● Aim
Rewrite everything from the line containing "Tag a single point on each instance of the engine" down to the end of the listing, swapping "pretty-printed" for "indented" and leaving all else unchanged.

(Coordinate labeling data)
■ ■ ■ ■
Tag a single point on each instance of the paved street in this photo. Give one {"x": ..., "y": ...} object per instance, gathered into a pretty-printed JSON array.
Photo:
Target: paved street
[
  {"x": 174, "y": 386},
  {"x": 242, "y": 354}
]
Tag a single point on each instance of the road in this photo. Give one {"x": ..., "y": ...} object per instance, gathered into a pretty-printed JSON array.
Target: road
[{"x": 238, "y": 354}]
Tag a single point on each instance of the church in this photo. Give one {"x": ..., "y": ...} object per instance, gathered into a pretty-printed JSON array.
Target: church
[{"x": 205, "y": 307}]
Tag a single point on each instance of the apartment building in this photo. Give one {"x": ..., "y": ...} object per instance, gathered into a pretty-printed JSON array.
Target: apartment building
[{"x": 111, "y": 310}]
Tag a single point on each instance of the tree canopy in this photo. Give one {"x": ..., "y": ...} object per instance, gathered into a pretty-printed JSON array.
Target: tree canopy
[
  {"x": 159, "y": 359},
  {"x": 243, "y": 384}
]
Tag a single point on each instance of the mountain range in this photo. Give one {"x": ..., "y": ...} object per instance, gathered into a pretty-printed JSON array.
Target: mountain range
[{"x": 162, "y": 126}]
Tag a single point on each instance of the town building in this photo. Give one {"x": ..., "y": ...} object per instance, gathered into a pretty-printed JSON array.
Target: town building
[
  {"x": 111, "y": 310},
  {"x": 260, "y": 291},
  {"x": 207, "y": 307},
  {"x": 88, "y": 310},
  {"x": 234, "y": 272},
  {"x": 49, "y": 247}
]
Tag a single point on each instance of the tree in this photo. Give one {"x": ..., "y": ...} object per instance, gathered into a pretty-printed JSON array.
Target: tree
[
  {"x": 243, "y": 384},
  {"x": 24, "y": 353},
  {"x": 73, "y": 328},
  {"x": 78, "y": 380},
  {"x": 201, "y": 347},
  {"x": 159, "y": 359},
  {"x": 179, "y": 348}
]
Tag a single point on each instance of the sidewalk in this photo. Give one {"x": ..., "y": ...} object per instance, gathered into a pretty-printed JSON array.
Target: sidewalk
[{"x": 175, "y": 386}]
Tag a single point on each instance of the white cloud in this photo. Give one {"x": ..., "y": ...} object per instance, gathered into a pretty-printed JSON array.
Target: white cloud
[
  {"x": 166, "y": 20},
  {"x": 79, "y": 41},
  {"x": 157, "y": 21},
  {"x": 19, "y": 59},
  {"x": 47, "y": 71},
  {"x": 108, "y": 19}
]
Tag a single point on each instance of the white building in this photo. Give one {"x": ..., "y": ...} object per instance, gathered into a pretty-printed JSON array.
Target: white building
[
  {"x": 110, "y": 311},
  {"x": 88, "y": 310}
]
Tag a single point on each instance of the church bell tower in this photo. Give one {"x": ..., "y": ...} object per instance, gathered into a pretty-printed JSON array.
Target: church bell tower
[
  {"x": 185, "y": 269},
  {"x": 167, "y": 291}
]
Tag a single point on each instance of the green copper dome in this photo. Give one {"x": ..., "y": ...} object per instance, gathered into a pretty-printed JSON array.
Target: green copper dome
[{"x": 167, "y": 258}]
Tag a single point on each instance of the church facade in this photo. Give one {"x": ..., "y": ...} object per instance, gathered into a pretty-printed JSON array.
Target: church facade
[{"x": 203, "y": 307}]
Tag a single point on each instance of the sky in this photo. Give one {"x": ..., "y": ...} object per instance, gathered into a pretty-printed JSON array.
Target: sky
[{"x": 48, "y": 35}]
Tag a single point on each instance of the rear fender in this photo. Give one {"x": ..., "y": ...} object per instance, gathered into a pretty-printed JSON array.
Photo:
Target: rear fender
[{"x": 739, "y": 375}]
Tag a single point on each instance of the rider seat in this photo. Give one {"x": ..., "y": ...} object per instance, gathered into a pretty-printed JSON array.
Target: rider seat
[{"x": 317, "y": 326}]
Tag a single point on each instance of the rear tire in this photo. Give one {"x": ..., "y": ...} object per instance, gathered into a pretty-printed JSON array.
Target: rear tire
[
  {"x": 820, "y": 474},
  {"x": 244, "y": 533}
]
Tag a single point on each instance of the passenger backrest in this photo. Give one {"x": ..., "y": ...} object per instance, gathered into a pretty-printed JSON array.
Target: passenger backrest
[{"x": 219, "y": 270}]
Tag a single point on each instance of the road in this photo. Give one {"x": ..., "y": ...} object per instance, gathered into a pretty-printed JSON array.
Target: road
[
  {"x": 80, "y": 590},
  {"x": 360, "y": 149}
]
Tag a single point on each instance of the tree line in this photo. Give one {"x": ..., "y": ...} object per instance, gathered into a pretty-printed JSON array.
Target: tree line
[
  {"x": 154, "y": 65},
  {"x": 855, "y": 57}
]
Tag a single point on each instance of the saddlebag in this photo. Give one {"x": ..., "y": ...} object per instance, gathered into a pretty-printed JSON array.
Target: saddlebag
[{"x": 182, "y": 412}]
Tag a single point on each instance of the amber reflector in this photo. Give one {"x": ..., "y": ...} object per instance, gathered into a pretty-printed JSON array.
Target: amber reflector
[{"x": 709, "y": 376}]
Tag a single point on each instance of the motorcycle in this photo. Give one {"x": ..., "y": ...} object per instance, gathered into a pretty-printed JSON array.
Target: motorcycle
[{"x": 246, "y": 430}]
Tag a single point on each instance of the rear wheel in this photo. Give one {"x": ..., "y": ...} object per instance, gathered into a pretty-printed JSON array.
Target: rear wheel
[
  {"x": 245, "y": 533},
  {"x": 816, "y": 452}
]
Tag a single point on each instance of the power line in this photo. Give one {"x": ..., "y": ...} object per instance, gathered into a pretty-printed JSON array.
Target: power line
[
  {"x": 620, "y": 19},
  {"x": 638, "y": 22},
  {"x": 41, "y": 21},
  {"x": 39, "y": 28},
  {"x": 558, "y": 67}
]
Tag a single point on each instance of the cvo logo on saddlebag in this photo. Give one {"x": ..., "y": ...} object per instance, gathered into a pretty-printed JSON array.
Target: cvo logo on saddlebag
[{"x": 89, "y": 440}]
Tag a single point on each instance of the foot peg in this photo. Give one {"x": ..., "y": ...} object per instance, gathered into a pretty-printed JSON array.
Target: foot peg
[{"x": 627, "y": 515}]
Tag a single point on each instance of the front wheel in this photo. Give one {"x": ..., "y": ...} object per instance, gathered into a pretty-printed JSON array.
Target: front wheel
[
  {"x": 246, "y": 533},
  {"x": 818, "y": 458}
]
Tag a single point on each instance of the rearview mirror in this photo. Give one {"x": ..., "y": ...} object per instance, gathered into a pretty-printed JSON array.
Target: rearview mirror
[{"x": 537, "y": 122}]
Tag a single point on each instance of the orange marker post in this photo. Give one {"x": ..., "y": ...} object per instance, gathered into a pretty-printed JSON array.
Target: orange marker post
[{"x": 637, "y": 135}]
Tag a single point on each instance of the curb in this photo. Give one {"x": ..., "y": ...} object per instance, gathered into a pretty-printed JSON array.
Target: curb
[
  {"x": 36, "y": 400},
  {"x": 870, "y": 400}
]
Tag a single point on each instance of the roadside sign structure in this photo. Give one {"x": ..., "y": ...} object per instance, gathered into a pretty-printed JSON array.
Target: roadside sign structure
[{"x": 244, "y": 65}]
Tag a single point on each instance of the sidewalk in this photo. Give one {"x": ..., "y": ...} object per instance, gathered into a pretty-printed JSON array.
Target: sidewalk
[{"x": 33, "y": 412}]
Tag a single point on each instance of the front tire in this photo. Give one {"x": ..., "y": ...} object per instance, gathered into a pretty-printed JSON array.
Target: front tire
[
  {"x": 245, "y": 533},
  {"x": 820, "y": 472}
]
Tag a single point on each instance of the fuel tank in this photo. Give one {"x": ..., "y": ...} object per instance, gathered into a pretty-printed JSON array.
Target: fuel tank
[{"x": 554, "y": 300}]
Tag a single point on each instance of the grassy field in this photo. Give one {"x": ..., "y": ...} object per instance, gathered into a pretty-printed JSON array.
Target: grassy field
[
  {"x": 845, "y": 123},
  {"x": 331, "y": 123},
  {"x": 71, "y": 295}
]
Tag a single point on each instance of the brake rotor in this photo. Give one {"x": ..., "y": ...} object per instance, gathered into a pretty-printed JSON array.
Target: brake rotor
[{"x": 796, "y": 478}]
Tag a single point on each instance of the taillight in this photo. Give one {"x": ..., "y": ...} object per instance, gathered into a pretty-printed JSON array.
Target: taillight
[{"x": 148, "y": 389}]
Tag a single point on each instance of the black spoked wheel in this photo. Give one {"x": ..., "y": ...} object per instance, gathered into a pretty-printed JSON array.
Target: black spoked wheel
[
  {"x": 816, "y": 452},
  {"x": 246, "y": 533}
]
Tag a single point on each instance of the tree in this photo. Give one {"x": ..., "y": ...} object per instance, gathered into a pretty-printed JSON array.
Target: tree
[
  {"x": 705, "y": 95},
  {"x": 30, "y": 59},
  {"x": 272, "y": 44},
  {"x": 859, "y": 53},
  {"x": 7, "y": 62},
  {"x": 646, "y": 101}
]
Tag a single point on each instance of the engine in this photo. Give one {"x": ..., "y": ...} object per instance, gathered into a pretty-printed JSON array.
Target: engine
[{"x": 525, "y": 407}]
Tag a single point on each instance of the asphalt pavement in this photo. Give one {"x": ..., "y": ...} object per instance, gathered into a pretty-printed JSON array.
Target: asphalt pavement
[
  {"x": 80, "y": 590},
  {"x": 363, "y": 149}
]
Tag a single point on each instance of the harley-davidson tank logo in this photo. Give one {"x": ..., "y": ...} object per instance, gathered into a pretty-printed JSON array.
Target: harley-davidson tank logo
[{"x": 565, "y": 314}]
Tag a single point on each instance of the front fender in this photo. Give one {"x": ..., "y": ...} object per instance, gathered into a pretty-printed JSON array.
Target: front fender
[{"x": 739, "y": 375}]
■ ■ ■ ■
● Worked solution
Tag a single point on each instance of the engine in this photo. Give one {"x": ..., "y": ...} object per instance, gathered into a indented JSON array.
Target: engine
[{"x": 525, "y": 407}]
Tag a single point on each instance of the asphalt pavement in this photo. Give one {"x": ..., "y": ...} object per instance, gathered into a indented JSON array.
Target: asphalt pavement
[
  {"x": 80, "y": 590},
  {"x": 363, "y": 149}
]
Tag a single point on each instance of the harley-davidson tank logo in this photo. Give one {"x": ..., "y": ...} object per instance, gathered into a indented JSON array.
Target: harley-davidson tank logo
[{"x": 565, "y": 314}]
Tag a single point on each instance of the front fender in this photo. Give one {"x": ..., "y": ...} object per instance, gathered into a indented JSON array.
Target: front fender
[{"x": 739, "y": 375}]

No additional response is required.